Please copy out the records between the line containing "Note to the class: point out the girl's blonde" and the line containing "<point>965,636</point>", inclusive, keeping each request unchanged but multiplying every coordinate in the answers by 0.25 and rounding to whole numbers, halves up. Give only those lines.

— Data provided —
────

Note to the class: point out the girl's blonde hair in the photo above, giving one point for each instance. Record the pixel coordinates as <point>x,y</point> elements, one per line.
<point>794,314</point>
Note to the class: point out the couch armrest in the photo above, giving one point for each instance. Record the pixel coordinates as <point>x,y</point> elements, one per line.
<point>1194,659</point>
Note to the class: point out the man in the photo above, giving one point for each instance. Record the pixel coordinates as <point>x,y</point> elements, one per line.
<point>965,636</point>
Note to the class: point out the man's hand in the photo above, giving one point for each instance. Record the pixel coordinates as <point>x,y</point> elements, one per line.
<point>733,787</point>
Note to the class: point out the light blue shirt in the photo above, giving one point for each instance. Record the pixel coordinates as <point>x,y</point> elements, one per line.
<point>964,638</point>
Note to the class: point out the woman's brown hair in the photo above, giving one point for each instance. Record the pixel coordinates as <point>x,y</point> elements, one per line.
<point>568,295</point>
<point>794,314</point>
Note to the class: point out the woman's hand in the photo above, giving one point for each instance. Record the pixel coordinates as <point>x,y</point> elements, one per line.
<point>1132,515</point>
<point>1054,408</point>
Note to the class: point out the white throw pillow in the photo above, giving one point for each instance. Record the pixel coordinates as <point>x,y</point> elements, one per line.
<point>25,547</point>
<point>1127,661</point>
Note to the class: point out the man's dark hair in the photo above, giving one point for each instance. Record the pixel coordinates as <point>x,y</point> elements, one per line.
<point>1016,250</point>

────

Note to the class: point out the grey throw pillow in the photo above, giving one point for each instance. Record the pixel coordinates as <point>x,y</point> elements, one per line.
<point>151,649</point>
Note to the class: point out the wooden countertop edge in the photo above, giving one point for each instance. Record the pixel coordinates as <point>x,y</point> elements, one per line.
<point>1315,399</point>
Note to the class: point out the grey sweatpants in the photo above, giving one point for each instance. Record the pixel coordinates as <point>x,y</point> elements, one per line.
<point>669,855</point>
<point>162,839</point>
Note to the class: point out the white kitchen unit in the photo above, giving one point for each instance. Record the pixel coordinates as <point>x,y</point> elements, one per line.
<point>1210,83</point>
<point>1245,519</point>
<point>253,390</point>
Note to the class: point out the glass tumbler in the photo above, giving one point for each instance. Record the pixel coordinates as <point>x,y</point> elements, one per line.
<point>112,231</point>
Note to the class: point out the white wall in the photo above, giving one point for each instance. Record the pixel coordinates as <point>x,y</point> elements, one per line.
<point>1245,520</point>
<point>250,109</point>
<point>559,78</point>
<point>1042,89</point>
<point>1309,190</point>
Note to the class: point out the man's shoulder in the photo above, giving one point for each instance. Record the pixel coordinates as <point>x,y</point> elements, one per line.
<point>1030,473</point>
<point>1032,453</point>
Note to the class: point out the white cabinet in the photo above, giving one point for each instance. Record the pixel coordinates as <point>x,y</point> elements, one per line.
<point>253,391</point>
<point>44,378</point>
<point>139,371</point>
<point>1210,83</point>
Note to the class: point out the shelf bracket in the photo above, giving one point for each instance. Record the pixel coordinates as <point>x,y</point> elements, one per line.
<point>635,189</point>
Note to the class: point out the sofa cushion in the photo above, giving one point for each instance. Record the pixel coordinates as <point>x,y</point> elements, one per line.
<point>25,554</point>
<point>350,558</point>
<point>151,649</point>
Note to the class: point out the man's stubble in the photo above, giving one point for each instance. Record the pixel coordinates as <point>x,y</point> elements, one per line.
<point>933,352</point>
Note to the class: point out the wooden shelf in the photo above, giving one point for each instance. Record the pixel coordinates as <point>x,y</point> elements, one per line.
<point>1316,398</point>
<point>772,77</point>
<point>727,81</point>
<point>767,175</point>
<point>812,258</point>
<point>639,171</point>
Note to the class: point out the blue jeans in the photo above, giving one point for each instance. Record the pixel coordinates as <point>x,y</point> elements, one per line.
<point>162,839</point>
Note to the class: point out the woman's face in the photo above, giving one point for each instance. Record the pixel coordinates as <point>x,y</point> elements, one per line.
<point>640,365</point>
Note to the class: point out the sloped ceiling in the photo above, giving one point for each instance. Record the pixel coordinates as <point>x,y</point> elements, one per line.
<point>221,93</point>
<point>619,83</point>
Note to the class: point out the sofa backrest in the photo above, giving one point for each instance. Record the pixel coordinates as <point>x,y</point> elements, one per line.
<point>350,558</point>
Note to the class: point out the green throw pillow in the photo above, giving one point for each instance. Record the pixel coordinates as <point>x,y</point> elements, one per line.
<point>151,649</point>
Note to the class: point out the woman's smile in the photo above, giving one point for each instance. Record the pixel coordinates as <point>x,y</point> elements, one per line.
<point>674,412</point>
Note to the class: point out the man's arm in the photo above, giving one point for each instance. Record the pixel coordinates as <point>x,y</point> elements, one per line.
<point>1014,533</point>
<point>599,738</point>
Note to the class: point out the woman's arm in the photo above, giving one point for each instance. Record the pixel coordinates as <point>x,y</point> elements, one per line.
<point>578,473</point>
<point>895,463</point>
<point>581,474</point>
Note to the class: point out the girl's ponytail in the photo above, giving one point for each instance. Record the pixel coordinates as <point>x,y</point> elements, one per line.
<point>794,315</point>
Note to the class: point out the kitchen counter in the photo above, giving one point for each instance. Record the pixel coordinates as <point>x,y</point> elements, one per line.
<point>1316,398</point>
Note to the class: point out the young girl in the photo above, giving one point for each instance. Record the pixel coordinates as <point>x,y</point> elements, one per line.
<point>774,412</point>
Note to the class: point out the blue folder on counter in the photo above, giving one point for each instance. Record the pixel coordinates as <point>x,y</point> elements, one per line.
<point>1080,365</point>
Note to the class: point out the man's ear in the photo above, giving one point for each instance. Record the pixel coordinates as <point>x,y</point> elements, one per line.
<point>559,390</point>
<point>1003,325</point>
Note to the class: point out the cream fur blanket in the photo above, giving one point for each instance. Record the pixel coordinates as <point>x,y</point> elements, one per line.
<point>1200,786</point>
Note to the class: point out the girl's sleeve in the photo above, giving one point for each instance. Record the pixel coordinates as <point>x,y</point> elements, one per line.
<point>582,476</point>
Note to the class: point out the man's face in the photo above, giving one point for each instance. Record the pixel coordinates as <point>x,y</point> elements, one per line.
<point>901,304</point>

────

— Reply —
Note to the class: point out the girl's blonde hair in the photo above, giving one point for each instance. Record the pixel coordinates as <point>x,y</point> elements, one per line.
<point>199,79</point>
Note to the class: point out the couch armrest in the photo above, giving one point for each instance. Record the pixel coordinates as <point>x,y</point> elements, one per line.
<point>299,165</point>
Note to the class: point out the man in the photo above, giving one point for each instance. Record the pixel coordinates as <point>x,y</point> elements, one per line.
<point>241,159</point>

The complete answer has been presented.